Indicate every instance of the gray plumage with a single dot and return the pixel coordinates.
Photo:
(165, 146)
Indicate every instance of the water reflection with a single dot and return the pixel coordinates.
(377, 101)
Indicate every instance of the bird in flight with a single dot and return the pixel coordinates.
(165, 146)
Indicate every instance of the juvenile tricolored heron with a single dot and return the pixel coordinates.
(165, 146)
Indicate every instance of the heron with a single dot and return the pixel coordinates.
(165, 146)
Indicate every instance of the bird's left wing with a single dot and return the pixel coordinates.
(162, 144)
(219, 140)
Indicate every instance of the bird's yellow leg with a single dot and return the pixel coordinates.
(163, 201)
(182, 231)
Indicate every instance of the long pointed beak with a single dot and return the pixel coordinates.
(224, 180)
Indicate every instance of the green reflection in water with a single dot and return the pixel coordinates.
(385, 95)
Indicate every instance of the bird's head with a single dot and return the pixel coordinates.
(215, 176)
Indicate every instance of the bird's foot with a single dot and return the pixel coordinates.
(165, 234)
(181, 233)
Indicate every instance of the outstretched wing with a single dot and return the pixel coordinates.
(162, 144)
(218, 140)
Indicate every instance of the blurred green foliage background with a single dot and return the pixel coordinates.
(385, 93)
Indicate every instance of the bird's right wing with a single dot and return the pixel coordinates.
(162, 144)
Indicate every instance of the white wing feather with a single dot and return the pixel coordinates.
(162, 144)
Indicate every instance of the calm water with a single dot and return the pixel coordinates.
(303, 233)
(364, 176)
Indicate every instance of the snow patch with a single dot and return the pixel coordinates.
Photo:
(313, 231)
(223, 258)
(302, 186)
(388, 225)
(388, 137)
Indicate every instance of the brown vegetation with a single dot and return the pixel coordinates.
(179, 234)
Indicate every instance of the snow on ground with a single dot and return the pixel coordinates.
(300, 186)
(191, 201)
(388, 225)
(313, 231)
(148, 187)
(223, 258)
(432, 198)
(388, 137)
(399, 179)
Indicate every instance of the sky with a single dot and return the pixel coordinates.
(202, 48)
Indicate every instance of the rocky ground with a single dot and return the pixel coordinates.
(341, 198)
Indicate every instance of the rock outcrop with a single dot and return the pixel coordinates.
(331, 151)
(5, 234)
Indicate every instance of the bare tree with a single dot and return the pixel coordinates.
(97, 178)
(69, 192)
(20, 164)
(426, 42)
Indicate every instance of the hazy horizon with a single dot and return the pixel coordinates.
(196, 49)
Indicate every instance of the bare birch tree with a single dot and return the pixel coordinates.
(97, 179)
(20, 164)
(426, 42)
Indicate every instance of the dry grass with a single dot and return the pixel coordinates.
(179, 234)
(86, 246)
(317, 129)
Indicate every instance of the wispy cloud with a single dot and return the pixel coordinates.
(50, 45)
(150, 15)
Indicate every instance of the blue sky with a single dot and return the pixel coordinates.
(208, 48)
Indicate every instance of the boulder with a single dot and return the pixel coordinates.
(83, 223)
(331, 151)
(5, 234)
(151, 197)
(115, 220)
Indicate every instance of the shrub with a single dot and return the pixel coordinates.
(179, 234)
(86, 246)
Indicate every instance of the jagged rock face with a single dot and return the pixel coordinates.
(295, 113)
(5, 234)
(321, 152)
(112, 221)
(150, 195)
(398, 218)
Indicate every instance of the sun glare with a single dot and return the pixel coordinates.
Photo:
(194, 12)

◇ ◇ ◇ ◇

§ Description of the task
Exact retyping is needed for the line with "Indicate every instance of the dry" and for each line after it through the end of the listing above; no other lines belong.

§ Answer section
Indicate every instance of the dry grass with a single dot and return the pixel coordinates.
(179, 234)
(86, 246)
(317, 129)
Indicate every instance of the wispy cloud with a single dot and return the pixel coordinates.
(50, 45)
(150, 15)
Indicate every instance of the blue sky with a single dot and return the pixel coordinates.
(208, 48)
Indicate every instance of the boulder with a single dot and return the pixel coordinates.
(83, 223)
(331, 151)
(5, 234)
(151, 197)
(115, 220)
Indicate every instance of the shrub with a single dot and return the pixel coordinates.
(179, 234)
(86, 246)
Indicate every instance of the jagged rock face with a single dot and return the pixel coordinates.
(295, 113)
(5, 234)
(321, 152)
(112, 221)
(150, 195)
(398, 218)
Indicate every instance of the sun glare with a single dot and return the pixel coordinates.
Photo:
(194, 12)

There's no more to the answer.